Exercise data:
----

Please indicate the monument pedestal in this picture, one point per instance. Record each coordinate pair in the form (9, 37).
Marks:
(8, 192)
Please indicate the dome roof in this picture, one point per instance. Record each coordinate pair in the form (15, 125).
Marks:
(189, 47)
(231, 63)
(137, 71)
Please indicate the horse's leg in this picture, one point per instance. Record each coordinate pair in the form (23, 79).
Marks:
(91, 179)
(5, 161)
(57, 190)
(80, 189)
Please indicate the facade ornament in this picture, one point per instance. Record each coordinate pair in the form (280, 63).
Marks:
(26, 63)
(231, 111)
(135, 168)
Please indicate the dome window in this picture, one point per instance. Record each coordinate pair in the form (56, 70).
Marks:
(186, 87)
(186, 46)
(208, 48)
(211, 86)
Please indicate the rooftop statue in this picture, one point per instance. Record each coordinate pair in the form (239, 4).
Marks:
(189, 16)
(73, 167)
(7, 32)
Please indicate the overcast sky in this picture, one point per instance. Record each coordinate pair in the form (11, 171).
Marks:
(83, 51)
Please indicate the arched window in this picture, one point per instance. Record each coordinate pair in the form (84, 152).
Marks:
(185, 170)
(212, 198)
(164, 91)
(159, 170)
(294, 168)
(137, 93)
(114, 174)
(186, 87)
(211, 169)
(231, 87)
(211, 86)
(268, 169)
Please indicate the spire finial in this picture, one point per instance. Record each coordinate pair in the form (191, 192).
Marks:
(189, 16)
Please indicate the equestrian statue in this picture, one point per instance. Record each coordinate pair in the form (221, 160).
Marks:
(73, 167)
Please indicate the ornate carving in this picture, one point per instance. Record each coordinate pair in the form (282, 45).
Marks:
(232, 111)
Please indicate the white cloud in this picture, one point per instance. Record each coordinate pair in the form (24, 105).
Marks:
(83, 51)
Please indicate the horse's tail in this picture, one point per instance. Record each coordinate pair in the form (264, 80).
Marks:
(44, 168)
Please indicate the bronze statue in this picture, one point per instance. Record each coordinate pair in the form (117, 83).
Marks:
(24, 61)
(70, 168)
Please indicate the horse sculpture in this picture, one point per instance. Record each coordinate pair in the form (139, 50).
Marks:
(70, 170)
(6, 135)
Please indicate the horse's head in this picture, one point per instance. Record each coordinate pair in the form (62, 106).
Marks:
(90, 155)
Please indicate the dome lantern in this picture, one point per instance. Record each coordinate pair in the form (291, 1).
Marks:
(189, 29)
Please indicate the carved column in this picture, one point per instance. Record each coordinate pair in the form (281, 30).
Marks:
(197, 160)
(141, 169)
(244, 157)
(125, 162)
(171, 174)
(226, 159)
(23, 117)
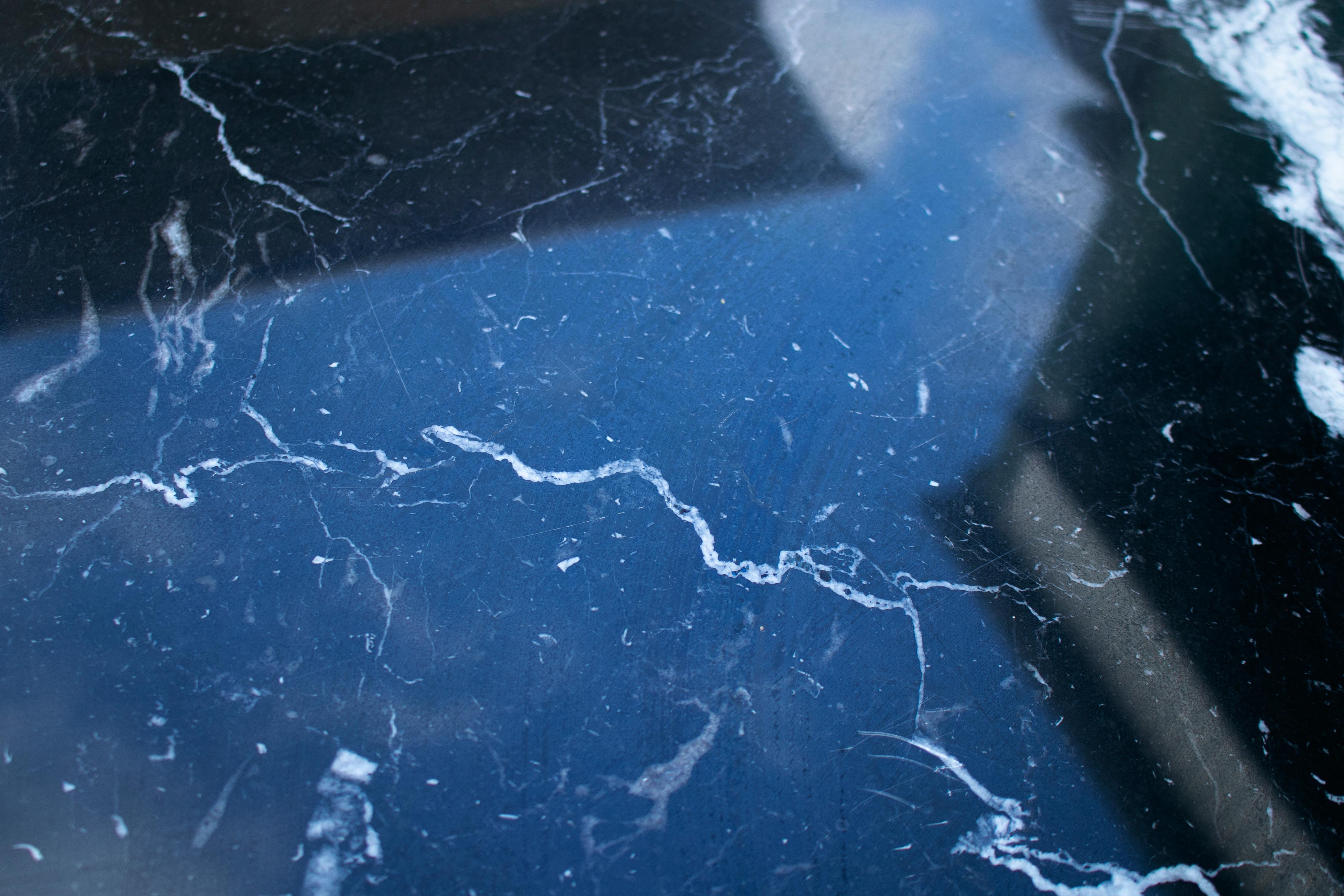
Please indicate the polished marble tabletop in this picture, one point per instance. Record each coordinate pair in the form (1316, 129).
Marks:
(756, 447)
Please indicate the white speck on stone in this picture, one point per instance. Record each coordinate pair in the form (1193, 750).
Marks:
(351, 766)
(1320, 379)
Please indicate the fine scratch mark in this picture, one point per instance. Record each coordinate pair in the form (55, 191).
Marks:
(217, 811)
(1142, 180)
(87, 349)
(386, 344)
(238, 164)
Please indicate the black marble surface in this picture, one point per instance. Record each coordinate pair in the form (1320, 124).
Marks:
(802, 447)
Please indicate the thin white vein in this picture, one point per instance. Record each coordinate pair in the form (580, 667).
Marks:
(245, 405)
(74, 539)
(389, 594)
(179, 492)
(238, 164)
(522, 213)
(803, 559)
(87, 347)
(1142, 179)
(397, 468)
(1273, 56)
(999, 840)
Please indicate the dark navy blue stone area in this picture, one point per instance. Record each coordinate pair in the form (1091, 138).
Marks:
(643, 448)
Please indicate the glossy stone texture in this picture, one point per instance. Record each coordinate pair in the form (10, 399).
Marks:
(671, 448)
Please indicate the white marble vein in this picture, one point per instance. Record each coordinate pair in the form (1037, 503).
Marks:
(87, 347)
(1273, 58)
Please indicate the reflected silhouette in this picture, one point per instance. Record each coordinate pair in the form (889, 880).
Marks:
(375, 142)
(1183, 613)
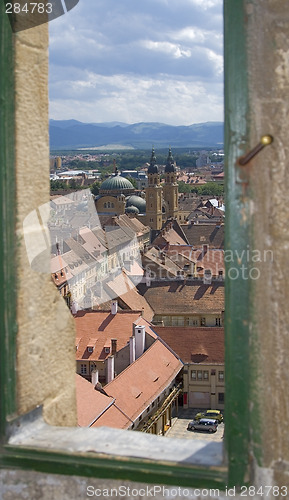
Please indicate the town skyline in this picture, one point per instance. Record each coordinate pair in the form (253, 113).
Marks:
(134, 62)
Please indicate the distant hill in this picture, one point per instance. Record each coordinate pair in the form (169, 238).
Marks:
(72, 134)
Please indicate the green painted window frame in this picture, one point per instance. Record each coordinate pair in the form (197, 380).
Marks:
(235, 470)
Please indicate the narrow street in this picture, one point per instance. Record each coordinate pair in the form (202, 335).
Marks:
(180, 423)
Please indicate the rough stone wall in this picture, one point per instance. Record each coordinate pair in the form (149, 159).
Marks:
(268, 72)
(46, 352)
(48, 380)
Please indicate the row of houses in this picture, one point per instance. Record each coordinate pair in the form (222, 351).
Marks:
(133, 375)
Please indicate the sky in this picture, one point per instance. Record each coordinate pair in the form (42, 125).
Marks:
(138, 61)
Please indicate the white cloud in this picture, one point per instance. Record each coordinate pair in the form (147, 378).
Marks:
(130, 61)
(167, 48)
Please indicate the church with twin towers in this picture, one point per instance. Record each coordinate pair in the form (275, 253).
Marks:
(152, 206)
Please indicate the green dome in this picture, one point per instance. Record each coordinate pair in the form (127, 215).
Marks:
(132, 210)
(116, 184)
(138, 202)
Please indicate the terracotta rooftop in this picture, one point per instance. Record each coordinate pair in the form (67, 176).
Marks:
(136, 225)
(200, 234)
(136, 387)
(90, 403)
(166, 265)
(179, 297)
(101, 326)
(170, 236)
(123, 288)
(204, 258)
(195, 345)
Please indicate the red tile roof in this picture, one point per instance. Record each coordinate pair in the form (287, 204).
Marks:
(99, 327)
(200, 234)
(169, 236)
(90, 403)
(204, 258)
(179, 297)
(197, 345)
(139, 385)
(128, 294)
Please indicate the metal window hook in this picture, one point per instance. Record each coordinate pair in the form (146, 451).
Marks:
(264, 141)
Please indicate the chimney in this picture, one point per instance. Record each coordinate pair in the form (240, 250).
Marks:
(139, 333)
(113, 346)
(114, 307)
(148, 278)
(94, 376)
(109, 369)
(132, 350)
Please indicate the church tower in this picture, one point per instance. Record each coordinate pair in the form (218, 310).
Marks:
(154, 196)
(170, 188)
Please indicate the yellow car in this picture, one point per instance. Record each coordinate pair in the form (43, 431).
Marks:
(213, 414)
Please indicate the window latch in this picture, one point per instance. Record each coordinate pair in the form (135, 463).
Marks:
(264, 141)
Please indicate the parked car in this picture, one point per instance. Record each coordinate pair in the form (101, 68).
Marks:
(215, 414)
(204, 424)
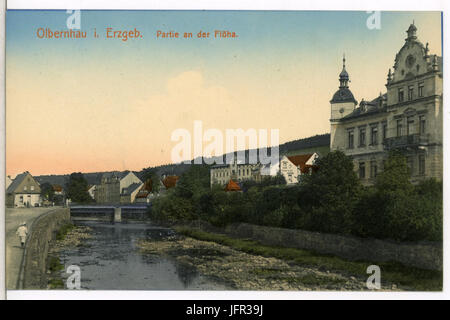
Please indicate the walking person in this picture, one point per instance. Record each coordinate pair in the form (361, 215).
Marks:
(22, 232)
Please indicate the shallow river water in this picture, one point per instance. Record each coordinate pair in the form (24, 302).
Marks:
(111, 260)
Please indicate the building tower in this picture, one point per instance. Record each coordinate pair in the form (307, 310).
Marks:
(343, 102)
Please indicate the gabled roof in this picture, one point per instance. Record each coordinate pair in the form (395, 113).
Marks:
(300, 160)
(232, 186)
(17, 181)
(368, 107)
(131, 188)
(118, 174)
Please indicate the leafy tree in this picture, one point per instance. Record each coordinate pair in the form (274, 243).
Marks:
(77, 188)
(329, 196)
(47, 191)
(194, 181)
(395, 176)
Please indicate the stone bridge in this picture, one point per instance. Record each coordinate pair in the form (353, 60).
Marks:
(110, 213)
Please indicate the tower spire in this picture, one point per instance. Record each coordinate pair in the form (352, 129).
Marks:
(343, 76)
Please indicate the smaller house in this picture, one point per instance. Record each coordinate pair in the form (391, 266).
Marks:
(170, 181)
(91, 190)
(292, 167)
(128, 194)
(232, 186)
(57, 189)
(8, 182)
(24, 191)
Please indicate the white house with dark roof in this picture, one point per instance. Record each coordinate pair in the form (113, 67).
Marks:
(113, 184)
(407, 118)
(128, 194)
(24, 191)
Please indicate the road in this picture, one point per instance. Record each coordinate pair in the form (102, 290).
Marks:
(14, 253)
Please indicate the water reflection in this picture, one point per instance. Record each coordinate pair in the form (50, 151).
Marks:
(110, 260)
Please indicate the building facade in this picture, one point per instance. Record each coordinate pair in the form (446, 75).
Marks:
(221, 174)
(24, 191)
(408, 117)
(113, 184)
(292, 167)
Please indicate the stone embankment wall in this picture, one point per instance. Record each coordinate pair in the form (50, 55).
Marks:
(424, 255)
(43, 229)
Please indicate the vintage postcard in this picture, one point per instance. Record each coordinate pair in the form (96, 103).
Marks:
(224, 150)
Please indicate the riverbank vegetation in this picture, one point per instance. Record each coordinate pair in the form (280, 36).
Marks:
(67, 236)
(331, 200)
(393, 275)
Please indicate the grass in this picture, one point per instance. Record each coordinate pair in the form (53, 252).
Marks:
(392, 272)
(54, 264)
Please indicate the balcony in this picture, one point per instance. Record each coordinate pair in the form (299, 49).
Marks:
(409, 141)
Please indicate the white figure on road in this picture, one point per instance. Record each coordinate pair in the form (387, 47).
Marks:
(22, 232)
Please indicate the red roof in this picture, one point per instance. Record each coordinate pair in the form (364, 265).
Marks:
(145, 190)
(232, 186)
(300, 161)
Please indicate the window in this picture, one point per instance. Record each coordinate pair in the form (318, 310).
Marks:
(409, 125)
(422, 124)
(410, 164)
(400, 95)
(350, 139)
(374, 135)
(410, 92)
(362, 170)
(399, 127)
(362, 137)
(373, 169)
(420, 89)
(421, 164)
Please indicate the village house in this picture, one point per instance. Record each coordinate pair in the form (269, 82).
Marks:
(128, 194)
(146, 193)
(292, 167)
(407, 118)
(24, 191)
(113, 185)
(57, 189)
(91, 190)
(8, 181)
(222, 173)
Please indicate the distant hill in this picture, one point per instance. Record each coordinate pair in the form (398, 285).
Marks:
(318, 143)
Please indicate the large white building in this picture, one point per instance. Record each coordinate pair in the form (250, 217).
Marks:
(408, 117)
(24, 191)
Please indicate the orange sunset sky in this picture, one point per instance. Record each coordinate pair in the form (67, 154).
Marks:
(104, 104)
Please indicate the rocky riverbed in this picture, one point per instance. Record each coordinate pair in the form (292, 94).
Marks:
(244, 271)
(73, 238)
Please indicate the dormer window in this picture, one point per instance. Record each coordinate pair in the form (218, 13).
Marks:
(420, 92)
(410, 92)
(400, 95)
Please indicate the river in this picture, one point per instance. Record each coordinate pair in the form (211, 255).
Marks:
(111, 260)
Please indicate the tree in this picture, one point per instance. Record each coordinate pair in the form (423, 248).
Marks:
(194, 181)
(328, 197)
(77, 188)
(47, 191)
(395, 176)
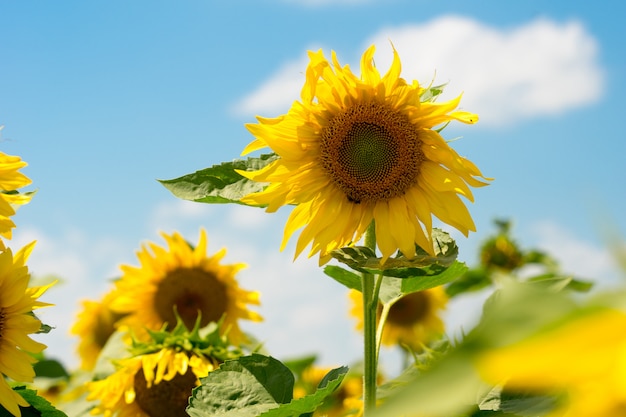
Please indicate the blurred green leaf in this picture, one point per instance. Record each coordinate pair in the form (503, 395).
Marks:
(50, 368)
(245, 387)
(220, 183)
(309, 403)
(39, 406)
(472, 280)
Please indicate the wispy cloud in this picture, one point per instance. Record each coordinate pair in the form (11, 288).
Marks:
(321, 3)
(507, 75)
(577, 256)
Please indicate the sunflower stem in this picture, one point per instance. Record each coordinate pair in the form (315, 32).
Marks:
(369, 330)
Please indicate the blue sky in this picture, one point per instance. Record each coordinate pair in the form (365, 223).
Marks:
(103, 98)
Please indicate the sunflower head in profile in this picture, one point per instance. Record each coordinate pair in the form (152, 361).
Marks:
(182, 280)
(159, 376)
(150, 385)
(10, 181)
(413, 321)
(17, 301)
(94, 325)
(361, 149)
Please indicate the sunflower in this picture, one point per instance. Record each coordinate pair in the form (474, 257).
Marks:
(10, 180)
(185, 281)
(583, 359)
(17, 301)
(151, 385)
(413, 321)
(94, 325)
(357, 150)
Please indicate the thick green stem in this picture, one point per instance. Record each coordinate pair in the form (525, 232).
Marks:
(369, 331)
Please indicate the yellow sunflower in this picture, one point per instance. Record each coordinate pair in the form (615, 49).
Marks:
(11, 180)
(183, 280)
(357, 150)
(156, 384)
(17, 301)
(94, 325)
(413, 321)
(583, 358)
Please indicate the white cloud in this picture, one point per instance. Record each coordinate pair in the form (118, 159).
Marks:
(507, 75)
(277, 93)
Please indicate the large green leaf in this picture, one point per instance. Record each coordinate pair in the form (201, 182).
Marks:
(245, 387)
(39, 406)
(309, 403)
(219, 183)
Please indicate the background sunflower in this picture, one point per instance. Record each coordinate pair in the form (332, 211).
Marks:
(182, 280)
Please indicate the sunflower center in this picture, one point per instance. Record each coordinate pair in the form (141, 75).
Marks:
(410, 309)
(167, 398)
(371, 152)
(190, 291)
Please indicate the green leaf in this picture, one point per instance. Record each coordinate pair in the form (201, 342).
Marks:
(298, 365)
(219, 183)
(50, 368)
(392, 289)
(245, 387)
(342, 276)
(452, 273)
(39, 406)
(558, 283)
(310, 403)
(472, 280)
(363, 259)
(526, 404)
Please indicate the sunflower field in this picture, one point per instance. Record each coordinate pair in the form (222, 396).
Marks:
(364, 162)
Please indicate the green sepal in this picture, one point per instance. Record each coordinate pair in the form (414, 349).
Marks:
(220, 184)
(39, 406)
(343, 276)
(430, 93)
(364, 259)
(245, 387)
(204, 341)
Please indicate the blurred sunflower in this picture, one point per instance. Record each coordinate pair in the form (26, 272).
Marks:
(94, 325)
(582, 359)
(150, 385)
(11, 180)
(413, 321)
(357, 150)
(17, 301)
(182, 280)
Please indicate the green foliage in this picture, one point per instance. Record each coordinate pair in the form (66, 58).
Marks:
(245, 387)
(256, 385)
(50, 368)
(364, 259)
(39, 406)
(219, 183)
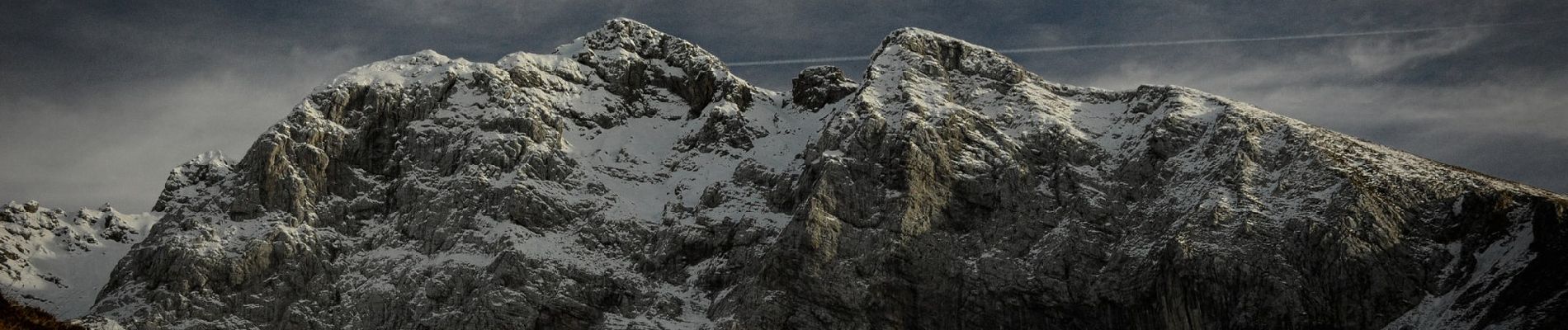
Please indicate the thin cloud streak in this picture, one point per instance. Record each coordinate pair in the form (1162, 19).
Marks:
(1174, 43)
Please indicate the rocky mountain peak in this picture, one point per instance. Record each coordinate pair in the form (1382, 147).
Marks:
(631, 57)
(629, 180)
(820, 85)
(940, 55)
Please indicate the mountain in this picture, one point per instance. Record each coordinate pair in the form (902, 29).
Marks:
(57, 260)
(629, 180)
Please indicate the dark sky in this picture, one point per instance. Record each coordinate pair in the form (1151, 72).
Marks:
(101, 99)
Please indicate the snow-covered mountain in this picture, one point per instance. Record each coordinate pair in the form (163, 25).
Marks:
(59, 260)
(629, 180)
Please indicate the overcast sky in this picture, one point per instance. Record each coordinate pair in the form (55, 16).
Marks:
(101, 99)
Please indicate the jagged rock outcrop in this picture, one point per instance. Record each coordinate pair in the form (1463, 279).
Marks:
(629, 180)
(820, 85)
(57, 260)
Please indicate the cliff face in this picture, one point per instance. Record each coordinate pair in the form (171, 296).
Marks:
(629, 180)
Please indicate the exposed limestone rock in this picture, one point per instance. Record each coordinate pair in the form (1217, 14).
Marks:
(820, 85)
(631, 182)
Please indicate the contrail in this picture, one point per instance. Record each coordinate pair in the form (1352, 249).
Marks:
(1169, 43)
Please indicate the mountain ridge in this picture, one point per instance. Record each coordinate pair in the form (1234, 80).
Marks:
(629, 180)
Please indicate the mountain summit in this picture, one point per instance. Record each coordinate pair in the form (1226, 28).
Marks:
(629, 180)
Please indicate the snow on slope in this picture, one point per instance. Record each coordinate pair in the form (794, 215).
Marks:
(59, 260)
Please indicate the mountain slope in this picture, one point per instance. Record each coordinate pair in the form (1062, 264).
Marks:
(629, 180)
(57, 260)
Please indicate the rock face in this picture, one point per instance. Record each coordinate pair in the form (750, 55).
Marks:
(57, 260)
(629, 180)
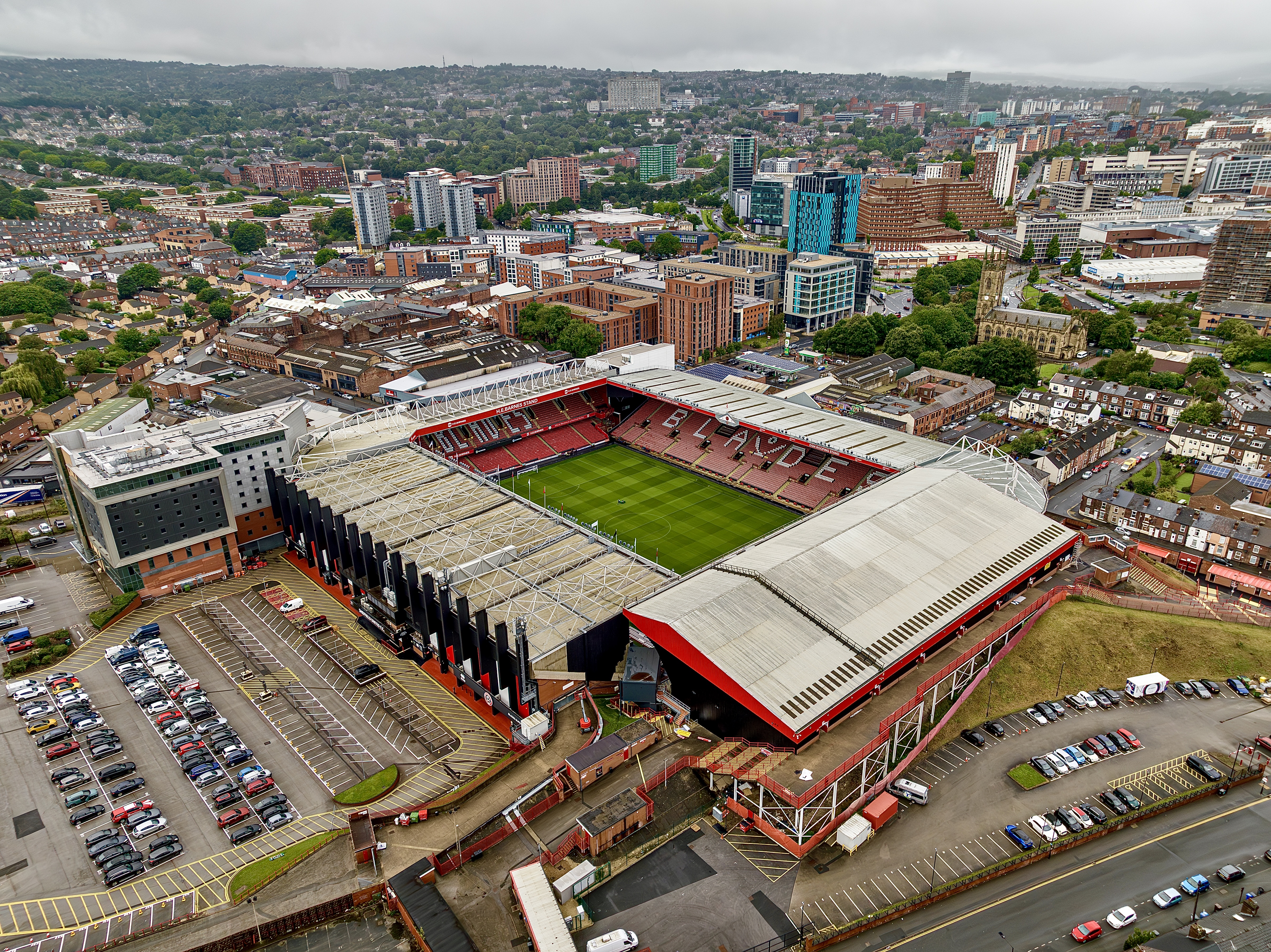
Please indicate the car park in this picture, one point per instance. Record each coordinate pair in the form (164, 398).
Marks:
(116, 771)
(124, 874)
(1123, 917)
(1043, 827)
(82, 797)
(104, 846)
(1114, 802)
(244, 833)
(60, 750)
(162, 855)
(91, 813)
(70, 781)
(1086, 932)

----

What is required:
Look over the listing above and copy each line that contains "with".

Solution to this task:
Please indicate the church with twin towers in this picture, one point per instance. Record each coordinate pair in the form (275, 253).
Please indicate the white house with dark roof in this picture, one point per instance. Record each coordinate pair in the form (113, 67).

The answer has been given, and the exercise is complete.